How many lines in the items below contain the word "information"? Reply with the number alone.

--- TASK MATERIAL ---

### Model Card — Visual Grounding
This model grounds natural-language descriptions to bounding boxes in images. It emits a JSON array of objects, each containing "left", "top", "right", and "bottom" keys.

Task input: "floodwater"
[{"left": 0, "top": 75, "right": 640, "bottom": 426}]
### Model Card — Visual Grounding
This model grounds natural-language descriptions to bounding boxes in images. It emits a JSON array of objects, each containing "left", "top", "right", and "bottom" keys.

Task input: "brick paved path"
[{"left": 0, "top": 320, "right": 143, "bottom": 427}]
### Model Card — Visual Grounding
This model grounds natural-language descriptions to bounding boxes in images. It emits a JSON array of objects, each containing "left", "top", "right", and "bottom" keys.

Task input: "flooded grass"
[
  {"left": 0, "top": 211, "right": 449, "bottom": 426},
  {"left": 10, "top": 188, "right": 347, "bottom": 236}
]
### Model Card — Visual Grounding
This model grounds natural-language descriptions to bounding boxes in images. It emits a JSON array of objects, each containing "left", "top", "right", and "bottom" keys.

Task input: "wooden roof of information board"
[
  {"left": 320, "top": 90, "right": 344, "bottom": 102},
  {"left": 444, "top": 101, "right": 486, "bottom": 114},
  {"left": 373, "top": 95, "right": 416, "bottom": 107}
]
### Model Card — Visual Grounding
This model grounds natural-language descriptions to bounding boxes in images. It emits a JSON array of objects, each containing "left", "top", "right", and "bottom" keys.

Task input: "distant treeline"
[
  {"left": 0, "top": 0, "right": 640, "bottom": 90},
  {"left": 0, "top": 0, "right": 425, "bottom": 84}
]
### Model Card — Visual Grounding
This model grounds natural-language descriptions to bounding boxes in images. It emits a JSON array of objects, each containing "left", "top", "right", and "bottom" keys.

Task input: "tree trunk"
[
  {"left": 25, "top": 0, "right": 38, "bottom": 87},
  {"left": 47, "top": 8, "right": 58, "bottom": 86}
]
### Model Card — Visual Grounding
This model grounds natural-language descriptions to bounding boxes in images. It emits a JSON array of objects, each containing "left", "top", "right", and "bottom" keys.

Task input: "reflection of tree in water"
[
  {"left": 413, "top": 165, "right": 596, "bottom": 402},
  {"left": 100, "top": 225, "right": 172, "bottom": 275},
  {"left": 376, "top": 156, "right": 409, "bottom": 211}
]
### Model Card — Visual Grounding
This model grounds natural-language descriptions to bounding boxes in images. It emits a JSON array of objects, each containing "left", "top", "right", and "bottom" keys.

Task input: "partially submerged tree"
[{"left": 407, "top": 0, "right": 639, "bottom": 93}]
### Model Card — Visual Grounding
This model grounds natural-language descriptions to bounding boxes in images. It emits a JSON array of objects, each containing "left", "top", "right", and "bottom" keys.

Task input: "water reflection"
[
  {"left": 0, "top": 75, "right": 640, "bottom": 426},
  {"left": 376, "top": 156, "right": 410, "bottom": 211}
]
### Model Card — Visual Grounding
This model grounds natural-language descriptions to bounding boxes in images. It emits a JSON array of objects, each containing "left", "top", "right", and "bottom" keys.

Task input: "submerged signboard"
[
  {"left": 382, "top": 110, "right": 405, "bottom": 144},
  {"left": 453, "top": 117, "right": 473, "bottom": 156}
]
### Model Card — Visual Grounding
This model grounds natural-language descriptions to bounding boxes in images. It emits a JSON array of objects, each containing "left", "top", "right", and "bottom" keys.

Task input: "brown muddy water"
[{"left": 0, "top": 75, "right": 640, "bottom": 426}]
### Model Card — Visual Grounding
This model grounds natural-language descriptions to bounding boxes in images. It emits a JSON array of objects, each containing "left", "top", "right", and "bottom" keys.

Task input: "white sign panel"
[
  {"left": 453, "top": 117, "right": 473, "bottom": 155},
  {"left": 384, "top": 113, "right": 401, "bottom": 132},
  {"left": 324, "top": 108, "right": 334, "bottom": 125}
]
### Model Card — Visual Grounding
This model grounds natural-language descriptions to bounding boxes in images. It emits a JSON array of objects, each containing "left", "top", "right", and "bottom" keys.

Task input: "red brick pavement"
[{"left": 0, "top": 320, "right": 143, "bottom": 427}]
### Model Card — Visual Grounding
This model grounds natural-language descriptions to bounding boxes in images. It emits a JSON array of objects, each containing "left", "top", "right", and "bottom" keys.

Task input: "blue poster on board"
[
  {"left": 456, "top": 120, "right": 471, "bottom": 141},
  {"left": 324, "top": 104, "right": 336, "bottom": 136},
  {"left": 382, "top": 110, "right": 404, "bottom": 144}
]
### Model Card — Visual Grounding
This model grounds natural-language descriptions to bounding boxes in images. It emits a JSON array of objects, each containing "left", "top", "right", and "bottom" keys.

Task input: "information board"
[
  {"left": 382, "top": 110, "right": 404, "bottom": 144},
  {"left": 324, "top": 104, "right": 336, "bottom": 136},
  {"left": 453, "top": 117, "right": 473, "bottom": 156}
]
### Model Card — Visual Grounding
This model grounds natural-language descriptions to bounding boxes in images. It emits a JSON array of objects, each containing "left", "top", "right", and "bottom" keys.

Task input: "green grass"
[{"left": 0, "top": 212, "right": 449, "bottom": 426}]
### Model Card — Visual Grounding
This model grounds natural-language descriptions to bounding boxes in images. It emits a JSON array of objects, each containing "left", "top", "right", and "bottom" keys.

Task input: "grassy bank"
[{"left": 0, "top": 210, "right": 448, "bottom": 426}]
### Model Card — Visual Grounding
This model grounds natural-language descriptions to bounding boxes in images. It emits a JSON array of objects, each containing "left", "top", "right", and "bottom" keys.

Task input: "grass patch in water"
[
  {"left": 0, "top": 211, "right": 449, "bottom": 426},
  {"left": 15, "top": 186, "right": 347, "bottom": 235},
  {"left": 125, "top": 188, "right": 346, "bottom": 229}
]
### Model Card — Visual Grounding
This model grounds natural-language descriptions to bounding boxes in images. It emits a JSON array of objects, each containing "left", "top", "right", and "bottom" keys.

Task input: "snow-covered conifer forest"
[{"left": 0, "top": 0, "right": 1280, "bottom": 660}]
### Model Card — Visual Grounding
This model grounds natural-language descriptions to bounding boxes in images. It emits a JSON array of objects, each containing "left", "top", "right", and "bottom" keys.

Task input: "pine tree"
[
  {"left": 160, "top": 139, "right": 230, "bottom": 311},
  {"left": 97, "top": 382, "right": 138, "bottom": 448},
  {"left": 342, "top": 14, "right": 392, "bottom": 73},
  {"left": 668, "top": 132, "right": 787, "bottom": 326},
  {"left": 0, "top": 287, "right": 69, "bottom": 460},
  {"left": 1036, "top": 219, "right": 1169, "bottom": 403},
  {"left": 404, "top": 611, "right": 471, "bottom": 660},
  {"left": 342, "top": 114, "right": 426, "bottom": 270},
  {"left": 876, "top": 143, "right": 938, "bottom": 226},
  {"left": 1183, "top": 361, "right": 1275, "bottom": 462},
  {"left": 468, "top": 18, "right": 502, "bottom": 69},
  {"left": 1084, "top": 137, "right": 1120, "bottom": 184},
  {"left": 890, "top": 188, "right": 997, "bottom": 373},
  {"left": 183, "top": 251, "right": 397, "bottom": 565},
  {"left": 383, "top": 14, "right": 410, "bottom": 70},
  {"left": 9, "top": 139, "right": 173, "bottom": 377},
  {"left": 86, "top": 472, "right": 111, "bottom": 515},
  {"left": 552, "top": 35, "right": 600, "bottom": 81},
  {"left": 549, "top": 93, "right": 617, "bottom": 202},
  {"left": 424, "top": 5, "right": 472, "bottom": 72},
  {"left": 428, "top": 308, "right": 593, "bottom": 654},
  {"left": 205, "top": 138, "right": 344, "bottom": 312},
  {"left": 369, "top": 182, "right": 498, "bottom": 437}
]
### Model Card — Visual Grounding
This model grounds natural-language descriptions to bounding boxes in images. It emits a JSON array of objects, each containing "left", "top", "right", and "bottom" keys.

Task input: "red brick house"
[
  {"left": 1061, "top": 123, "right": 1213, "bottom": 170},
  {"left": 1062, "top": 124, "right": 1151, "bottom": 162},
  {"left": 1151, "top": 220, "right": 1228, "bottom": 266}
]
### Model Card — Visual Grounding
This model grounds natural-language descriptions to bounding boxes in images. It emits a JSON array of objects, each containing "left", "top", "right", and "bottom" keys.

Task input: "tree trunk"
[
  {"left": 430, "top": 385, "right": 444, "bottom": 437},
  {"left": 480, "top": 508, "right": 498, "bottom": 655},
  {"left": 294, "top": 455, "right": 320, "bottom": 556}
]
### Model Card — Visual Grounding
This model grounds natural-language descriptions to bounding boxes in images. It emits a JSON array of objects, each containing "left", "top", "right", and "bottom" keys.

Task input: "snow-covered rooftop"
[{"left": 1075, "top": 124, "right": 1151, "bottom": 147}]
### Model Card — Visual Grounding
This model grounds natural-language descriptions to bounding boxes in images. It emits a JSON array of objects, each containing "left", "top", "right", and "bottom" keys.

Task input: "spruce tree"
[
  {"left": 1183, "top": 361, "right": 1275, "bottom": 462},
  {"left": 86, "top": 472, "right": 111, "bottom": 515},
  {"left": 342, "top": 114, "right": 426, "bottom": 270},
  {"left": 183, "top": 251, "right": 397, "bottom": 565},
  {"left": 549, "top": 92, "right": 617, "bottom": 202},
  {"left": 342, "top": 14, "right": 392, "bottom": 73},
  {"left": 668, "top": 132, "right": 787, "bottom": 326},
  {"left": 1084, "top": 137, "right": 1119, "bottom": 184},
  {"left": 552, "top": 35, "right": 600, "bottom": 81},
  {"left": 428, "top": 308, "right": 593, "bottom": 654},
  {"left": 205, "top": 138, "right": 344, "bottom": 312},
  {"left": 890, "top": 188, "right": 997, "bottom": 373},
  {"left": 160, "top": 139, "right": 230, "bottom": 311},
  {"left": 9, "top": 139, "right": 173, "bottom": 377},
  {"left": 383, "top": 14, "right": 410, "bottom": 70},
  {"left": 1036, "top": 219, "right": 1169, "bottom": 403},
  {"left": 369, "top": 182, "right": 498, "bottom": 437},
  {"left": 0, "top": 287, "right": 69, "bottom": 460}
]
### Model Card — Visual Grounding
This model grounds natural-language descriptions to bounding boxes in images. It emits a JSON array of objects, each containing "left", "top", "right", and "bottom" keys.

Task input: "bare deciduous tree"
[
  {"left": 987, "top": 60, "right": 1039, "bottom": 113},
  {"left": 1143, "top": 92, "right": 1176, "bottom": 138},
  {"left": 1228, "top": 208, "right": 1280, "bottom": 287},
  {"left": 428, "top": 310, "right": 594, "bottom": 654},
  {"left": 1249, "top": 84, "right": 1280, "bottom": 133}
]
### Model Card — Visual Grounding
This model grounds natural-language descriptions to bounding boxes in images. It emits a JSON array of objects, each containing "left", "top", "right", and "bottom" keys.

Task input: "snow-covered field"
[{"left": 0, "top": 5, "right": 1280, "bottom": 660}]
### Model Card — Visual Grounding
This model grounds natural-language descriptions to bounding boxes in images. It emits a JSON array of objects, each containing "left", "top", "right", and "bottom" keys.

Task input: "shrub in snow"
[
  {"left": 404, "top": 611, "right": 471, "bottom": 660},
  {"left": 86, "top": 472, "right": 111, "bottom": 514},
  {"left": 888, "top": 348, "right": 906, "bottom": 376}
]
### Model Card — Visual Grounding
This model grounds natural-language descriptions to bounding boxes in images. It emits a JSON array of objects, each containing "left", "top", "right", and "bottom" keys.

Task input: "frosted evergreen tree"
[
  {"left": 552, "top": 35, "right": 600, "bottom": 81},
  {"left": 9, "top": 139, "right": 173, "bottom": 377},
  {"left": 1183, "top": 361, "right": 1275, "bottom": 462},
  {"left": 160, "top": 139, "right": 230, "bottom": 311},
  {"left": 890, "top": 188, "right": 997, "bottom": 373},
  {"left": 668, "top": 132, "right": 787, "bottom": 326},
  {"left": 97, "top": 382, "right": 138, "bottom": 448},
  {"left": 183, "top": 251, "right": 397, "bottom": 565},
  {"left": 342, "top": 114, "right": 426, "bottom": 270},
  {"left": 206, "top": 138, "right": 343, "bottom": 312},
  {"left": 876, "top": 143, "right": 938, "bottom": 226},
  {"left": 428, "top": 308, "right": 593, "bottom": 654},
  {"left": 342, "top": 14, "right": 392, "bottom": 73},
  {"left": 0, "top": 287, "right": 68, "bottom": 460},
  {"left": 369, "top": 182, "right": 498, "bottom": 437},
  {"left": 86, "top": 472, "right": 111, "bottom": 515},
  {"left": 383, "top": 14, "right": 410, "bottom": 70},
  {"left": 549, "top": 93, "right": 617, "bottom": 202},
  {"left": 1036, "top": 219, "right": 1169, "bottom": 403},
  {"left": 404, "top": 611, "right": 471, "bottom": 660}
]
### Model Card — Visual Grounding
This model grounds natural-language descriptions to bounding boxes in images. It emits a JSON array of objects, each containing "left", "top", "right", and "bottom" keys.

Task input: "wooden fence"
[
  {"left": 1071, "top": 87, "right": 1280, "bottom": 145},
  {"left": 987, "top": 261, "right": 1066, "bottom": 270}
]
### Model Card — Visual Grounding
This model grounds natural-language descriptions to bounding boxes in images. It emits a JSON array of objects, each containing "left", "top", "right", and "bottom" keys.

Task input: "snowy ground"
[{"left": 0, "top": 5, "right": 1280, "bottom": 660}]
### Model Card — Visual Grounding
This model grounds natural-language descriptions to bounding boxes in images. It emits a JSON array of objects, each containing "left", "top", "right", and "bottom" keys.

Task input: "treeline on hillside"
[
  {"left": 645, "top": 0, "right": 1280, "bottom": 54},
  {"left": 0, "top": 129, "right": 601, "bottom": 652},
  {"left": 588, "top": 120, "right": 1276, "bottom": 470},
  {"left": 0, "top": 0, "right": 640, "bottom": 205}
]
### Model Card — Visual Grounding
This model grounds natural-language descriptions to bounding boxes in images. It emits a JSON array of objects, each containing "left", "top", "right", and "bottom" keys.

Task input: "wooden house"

---

### EXPECTED ANSWER
2